*Texte étudié*
———
En 2012, les 155 femmes députées (26,9 % des sièges) représentent 37 % des députés socialistes (103 sur 280), pour 14 % des membres du groupe UMP (27 sur 193), le FN (1 sur 2) et EELV (9 sur 18) sont à parité. En Seine-Maritime, sept sièges sur dix sont féminisés, et 4 sur 6 dans le Calvados, 2 sur 2 en Tarn-et-Garonne, alors que les hommes occupent les 10 sièges du Val-d'Oise, les sept de Maine-et-Loire, les six de la Loire, les cinq de l'Ain et de l'Eure (cinq sièges), et 19 des 21 du Nord, et les 13 des 15 de l'Alsace. 46 des 120 circonscriptions ayant basculé d'un camp vers l'autre (117 de la droite vers la gauche, 1 dans l'autre sens, et 2 de la droite vers le FN) ont élu une femme.
Synthèse des femmes candidates à l'Assemblée nationale depuis 1945
* Vote à la proportionnelle
- Source : Assemblée nationale
À la suite des dernières élections cantonales en 2011, on compte 544 femmes conseillères générales, ce qui constitue 13,9 % des conseils généraux. La Moselle, la Haute-Corse, l’Indre et la Haute-Savoie n’en comptent aucune. La parité est introduite au moment du redécoupage cantonal de 2014 en France qui impose l’élection de binômes paritaires dans les cantons. Cinq femmes sont présidentes de régions : Marie-Guite Dufay (Bourgogne-Franche-Comté), Valérie Pécresse (Île-de-France) et Carole Delga (Occitanie), Christelle Morançais (Pays de la Loire) et Huguette Bello (La Réunion).
Dans les 2 464 communautés intercommunales, on compte à peine 136 présidences féminines (5,5 %), dont seulement 7 parmi les 176 communautés urbaines ou d'agglomération. Néanmoins, la parité a progressé au niveau local et régional : les femmes représentent 47 % des conseillers régionaux et 47,5 % des conseillers municipaux.
Comparaison internationale
Après les élections législatives de 2017, la France se situe au 14e rang mondial (elle était précédemment au 69e), juste derrière la Norvège, et au 4e rang européen.
Après les législatives 2017, l'Assemblée nationale passe du 63e rang mondial (25,8 %) au 3e rang (42,4 %), derrière l'Islande qui est à 47,6 % et la Suède qui est à 43,6 %. Cependant le fort renouvellement de l'Assemblée nationale favorise la défaite d'anciennes ministres comme Najat Vallaud-Belkacem, Seybah Dagoma ou Nathalie Kosciusko-Morizet.
Liste des femmes des Assemblées constituantes de 1945 et 1946
Première Assemblée nationale constituante
33 femmes sont élues députées, lors de l'élection de la Première Assemblée nationale constituante, le 21 octobre 1945.
Seconde Assemblée nationale constituante
30 femmes sont élues députées, lors de l'élection de la Seconde Assemblée nationale constituante, le 2 juin 1946.
Liste des femmes députées sous la IVe République
43 femmes ont siégé à l'Assemblée nationale durant la première législature de la Quatrième République. 35 ont été élues députées lors de l'élection du 10 novembre 1946 et 8 sont entrées au palais Bourbon en tant que suppléantes.
———
*Extrait de données*
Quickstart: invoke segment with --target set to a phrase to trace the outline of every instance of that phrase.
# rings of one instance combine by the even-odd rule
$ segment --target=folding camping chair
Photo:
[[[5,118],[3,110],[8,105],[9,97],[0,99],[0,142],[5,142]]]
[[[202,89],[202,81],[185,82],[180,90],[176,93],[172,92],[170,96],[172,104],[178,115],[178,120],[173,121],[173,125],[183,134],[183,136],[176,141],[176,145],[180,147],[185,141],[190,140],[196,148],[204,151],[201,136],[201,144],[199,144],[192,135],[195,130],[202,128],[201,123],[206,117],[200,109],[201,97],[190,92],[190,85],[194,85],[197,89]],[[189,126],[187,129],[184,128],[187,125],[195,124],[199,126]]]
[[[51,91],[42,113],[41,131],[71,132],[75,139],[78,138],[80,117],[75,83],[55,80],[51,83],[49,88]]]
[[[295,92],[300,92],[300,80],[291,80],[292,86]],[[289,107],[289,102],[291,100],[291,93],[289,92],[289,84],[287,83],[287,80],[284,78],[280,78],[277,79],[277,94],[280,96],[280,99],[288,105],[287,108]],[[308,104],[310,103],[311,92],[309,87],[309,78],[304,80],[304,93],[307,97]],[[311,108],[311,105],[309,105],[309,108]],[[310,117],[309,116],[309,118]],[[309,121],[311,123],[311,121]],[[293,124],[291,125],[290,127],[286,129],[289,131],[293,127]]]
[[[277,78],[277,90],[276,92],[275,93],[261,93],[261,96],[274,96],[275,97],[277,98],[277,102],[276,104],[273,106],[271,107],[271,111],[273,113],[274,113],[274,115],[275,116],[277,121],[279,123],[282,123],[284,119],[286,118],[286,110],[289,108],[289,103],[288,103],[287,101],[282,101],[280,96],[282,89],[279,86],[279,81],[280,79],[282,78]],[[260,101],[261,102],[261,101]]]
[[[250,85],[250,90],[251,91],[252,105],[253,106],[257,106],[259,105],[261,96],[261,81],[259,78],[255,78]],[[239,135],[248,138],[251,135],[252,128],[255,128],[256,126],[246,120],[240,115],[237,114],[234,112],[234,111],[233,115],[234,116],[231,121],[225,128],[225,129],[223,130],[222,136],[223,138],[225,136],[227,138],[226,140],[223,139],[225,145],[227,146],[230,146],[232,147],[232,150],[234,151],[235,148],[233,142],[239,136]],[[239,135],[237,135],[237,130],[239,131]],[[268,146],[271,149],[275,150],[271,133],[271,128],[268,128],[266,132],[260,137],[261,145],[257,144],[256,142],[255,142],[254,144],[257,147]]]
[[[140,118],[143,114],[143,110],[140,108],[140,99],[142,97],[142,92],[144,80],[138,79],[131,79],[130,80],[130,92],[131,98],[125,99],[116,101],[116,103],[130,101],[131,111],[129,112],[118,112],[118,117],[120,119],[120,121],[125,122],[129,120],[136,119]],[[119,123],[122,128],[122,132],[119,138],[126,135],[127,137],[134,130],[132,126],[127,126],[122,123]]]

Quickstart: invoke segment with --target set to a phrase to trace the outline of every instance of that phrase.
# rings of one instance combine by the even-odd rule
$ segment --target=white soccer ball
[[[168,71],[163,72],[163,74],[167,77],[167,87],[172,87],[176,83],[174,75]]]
———
*Série de consignes*
a) D'après le texte sur les femmes élues en France, combien de femmes ont été élues députées à la Première Assemblée nationale constituante, le 21 octobre 1945 ?
b) Recopiez fidèlement le passage du texte sur les femmes élues en France qui commence par « Dans les 2 464 » et se termine par « ou Nathalie Kosciusko-Morizet. ».
c) Reprenez le texte sur les femmes élues en France à partir de sa dernière phrase et poursuivez-le.
Les enregistrements n'interviennent pas dans ce travail.

*Corrigé de l'exercice*
a) 33 femmes ont été élues députées.

b)
Dans les 2 464 communautés intercommunales, on compte à peine 136 présidences féminines (5,5 %), dont seulement 7 parmi les 176 communautés urbaines ou d'agglomération. Néanmoins, la parité a progressé au niveau local et régional : les femmes représentent 47 % des conseillers régionaux et 47,5 % des conseillers municipaux.
Comparaison internationale
Après les élections législatives de 2017, la France se situe au 14e rang mondial (elle était précédemment au 69e), juste derrière la Norvège, et au 4e rang européen.
Après les législatives 2017, l'Assemblée nationale passe du 63e rang mondial (25,8 %) au 3e rang (42,4 %), derrière l'Islande qui est à 47,6 % et la Suède qui est à 43,6 %. Cependant le fort renouvellement de l'Assemblée nationale favorise la défaite d'anciennes ministres comme Najat Vallaud-Belkacem, Seybah Dagoma ou Nathalie Kosciusko-Morizet.

c)
Croix de guerre 1939-1945, la députée MRP Germaine Peyroles est élue vice-présidente de l'Assemblée. Elle témoigne en 1951 du contexte singulier d'une chambre avec un très fort renouvellement où la participation aux combats communs de la Résistance estompe les différences liées au sexe : « Nous sortions tous des mêmes combats de la Résistance. Nous avions de l'estime les uns pour les autres, nous étions réellement coéquipiers. Pour la plupart, ils naissaient en même temps que nous à la vie parlementaire ». Elle relève cependant que « les hommes ont toujours une petite difficulté à concevoir qu'une femme soit raisonnablement «tête de liste». Cela ne leur vient pas à l'idée! L'homme pense que cette place de choix lui est naturellement due, les femmes figurant à côté de lui par surcroît. »
24 femmes ont siégé à l'Assemblée nationale durant la seconde législature de la Quatrième République, dont 23 élues le 17 juin 1951.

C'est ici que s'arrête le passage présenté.